▸ Extracted data:
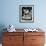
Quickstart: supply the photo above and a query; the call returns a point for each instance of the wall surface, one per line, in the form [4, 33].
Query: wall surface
[9, 13]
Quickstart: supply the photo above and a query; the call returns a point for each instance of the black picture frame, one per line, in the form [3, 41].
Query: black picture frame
[26, 13]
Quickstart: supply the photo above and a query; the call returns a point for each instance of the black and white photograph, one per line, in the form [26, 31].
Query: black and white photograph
[26, 13]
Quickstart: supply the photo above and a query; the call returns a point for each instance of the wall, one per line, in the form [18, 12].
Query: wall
[9, 13]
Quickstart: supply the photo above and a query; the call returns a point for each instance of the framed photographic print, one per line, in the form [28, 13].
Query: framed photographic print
[26, 13]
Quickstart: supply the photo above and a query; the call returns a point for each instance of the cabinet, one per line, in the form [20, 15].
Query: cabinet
[23, 39]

▸ Exercise:
Reproduce every one of the records above verbatim, line for line, omitting the pictures.

▸ Solution for this exercise:
Quickstart: supply the photo above and a query; the call returns a point for each instance of the wall surface, one per line, in the form [4, 33].
Query: wall surface
[9, 13]
Quickstart: supply the photo above and a query; the call returns a point for each instance of the black picture frame, one per line, in the form [3, 41].
Query: black picture frame
[26, 13]
Quickstart: supply the photo above and a query; the call returns a point for each instance of the black and white photograph, one per line, in the form [26, 31].
Query: black and white photograph
[26, 13]
Quickstart: supply the photo above and a query; the call returns a point for each instance of the wall, one per line, in the form [18, 12].
Query: wall
[9, 13]
Quickstart: supply the photo above and a query; the call returns a point for each instance of the framed photographic print, one per line, in the form [28, 13].
Query: framed photographic print
[26, 13]
Quickstart: supply the photo above and a query; the call returns a point for each instance of the cabinet, one per line, in the form [20, 15].
Query: cabinet
[23, 39]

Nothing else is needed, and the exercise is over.